<<<<

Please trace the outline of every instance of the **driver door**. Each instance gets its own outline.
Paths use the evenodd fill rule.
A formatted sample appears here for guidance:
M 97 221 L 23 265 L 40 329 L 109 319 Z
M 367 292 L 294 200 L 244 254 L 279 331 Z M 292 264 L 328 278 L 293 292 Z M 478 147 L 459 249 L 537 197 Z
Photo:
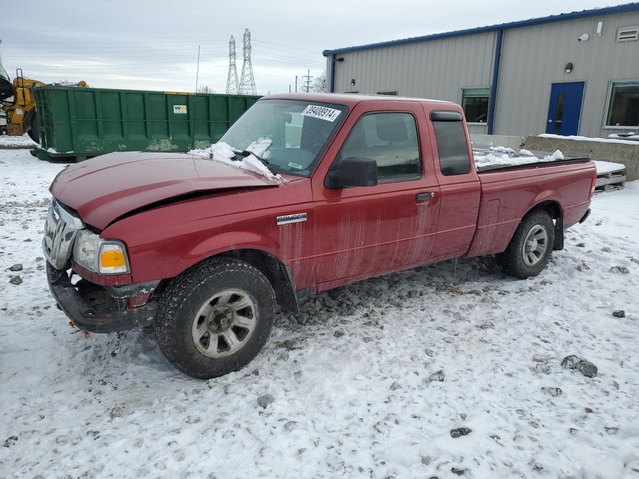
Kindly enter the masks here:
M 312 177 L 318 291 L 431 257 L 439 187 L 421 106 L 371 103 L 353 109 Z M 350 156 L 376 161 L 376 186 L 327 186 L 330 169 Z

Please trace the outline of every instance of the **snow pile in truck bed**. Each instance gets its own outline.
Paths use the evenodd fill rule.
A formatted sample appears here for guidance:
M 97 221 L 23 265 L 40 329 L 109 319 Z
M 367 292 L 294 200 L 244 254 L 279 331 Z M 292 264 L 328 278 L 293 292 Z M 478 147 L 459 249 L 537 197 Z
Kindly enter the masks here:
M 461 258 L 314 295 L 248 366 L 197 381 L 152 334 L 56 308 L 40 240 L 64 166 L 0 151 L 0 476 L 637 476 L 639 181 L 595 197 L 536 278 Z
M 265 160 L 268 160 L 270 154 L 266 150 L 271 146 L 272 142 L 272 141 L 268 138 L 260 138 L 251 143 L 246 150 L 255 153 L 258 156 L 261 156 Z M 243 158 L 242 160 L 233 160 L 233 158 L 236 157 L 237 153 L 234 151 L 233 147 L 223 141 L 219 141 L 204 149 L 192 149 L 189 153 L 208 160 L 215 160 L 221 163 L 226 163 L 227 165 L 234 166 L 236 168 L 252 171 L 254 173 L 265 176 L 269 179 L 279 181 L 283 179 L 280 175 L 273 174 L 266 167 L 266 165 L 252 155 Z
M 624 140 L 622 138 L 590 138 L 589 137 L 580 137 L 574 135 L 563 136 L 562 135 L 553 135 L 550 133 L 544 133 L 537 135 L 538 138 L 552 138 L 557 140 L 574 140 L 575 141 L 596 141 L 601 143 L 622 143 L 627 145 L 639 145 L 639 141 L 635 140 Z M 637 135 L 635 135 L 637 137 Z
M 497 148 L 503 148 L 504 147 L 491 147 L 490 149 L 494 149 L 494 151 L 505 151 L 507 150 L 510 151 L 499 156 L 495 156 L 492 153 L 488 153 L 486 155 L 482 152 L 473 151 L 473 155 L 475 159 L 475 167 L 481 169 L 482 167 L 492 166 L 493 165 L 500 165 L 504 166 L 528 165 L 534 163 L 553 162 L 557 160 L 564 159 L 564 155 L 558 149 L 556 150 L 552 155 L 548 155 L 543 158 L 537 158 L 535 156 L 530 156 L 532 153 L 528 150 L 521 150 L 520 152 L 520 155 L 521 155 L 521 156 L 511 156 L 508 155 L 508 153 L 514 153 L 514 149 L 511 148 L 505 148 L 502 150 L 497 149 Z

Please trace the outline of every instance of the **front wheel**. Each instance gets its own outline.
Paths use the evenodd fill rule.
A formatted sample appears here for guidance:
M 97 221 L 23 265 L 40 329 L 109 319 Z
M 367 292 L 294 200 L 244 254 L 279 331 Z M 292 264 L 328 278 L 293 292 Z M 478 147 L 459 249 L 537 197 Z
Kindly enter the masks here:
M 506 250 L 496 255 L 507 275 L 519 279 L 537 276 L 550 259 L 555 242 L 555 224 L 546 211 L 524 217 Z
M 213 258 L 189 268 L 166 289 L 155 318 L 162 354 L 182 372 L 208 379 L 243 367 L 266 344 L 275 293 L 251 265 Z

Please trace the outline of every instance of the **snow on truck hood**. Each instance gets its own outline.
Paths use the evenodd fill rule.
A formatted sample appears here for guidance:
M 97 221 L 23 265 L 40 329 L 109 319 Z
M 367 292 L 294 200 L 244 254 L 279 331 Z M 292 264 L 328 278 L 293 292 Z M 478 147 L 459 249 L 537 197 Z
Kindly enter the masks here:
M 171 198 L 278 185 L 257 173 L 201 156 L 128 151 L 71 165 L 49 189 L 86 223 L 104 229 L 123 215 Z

>>>>

WORK TO BE COMPLETED:
Write out all of the lines above word for word, leaving the pictures out.

EXERCISE SOLUTION:
Please trace the outline of every instance of the **driver door**. Each instance gets its own outline.
Paths use the evenodd fill rule.
A formatted sample appears here for guidance:
M 97 221 L 23 265 L 40 329 L 109 319 Z
M 367 292 L 294 200 L 244 254 L 279 331 Z M 292 264 L 328 278 L 293 292 Z M 478 147 L 459 249 L 537 197 Z
Photo:
Kindly enter the masks here:
M 312 177 L 318 291 L 431 257 L 439 187 L 421 106 L 371 103 L 353 109 Z M 350 156 L 376 161 L 376 186 L 327 186 L 330 169 Z

Please trace the outline of every instance of the **snow pile in truck bed**. Each instance gets its own outline.
Paths use the evenodd fill rule.
A formatted sample appears here for guidance:
M 97 221 L 23 265 L 40 329 L 109 319 Z
M 367 292 L 294 200 L 244 254 L 279 331 Z M 292 264 L 328 278 L 293 292 Z M 478 147 L 459 249 L 537 197 Z
Kindly enter the masks here:
M 461 258 L 314 295 L 248 366 L 197 381 L 152 334 L 56 308 L 40 240 L 64 166 L 0 151 L 0 476 L 637 476 L 639 181 L 595 197 L 536 278 Z
M 265 160 L 268 160 L 270 154 L 266 150 L 271 146 L 272 142 L 272 141 L 268 138 L 260 138 L 251 143 L 246 150 L 255 153 L 258 156 L 261 156 Z M 243 158 L 242 160 L 233 160 L 233 158 L 236 157 L 237 153 L 234 151 L 233 147 L 223 141 L 219 141 L 204 149 L 192 149 L 189 153 L 208 160 L 215 160 L 221 163 L 226 163 L 227 165 L 234 166 L 236 168 L 252 171 L 254 173 L 265 176 L 269 179 L 279 181 L 283 179 L 280 175 L 273 174 L 266 167 L 266 165 L 252 155 Z
M 624 140 L 622 138 L 590 138 L 589 137 L 580 137 L 574 135 L 563 136 L 562 135 L 553 135 L 550 133 L 544 133 L 537 135 L 538 138 L 552 138 L 557 140 L 574 140 L 575 141 L 596 141 L 601 143 L 622 143 L 627 145 L 639 145 L 639 141 L 635 140 Z M 637 135 L 635 135 L 637 137 Z
M 497 148 L 503 148 L 504 147 L 491 147 L 490 149 L 494 149 L 494 151 L 505 151 L 507 150 L 510 151 L 499 156 L 495 156 L 492 153 L 488 153 L 486 155 L 482 152 L 473 151 L 473 155 L 475 159 L 475 167 L 481 169 L 482 167 L 492 166 L 493 165 L 500 165 L 504 166 L 528 165 L 534 163 L 553 162 L 557 160 L 564 159 L 564 155 L 558 149 L 556 150 L 552 155 L 548 155 L 543 158 L 537 158 L 535 156 L 530 156 L 532 153 L 528 150 L 521 150 L 520 152 L 520 155 L 521 155 L 521 156 L 511 156 L 508 155 L 508 153 L 514 153 L 514 149 L 511 148 L 505 148 L 502 150 L 497 149 Z

Please trace the outline of every instance of the **front wheel**. Each instance gets its own outline.
Paths use the evenodd fill rule.
A formatted sample appears here for guidance:
M 97 221 L 23 265 L 40 329 L 109 319 Z
M 367 292 L 294 200 L 244 254 L 279 331 Z M 292 264 L 328 278 L 293 292 Z M 478 147 L 459 249 L 537 197 Z
Kindly enter the masks here:
M 506 250 L 496 255 L 507 275 L 519 279 L 537 276 L 550 259 L 555 242 L 555 224 L 546 211 L 524 217 Z
M 213 258 L 189 268 L 166 289 L 155 318 L 162 354 L 182 372 L 208 379 L 243 367 L 266 344 L 275 293 L 251 265 Z

Please trace the outline of every instance of the **snow on truck hood**. Each instance gets its own outline.
Paths use the evenodd fill rule.
A formatted sample appears here for guidance:
M 97 221 L 23 265 L 40 329 L 109 319 Z
M 367 292 L 294 200 L 244 254 L 279 331 Z M 292 264 L 328 278 L 293 292 Z M 478 147 L 459 249 L 537 197 Z
Kindly enter the masks here:
M 171 198 L 278 185 L 257 173 L 201 156 L 128 151 L 71 165 L 49 189 L 86 223 L 104 229 L 123 215 Z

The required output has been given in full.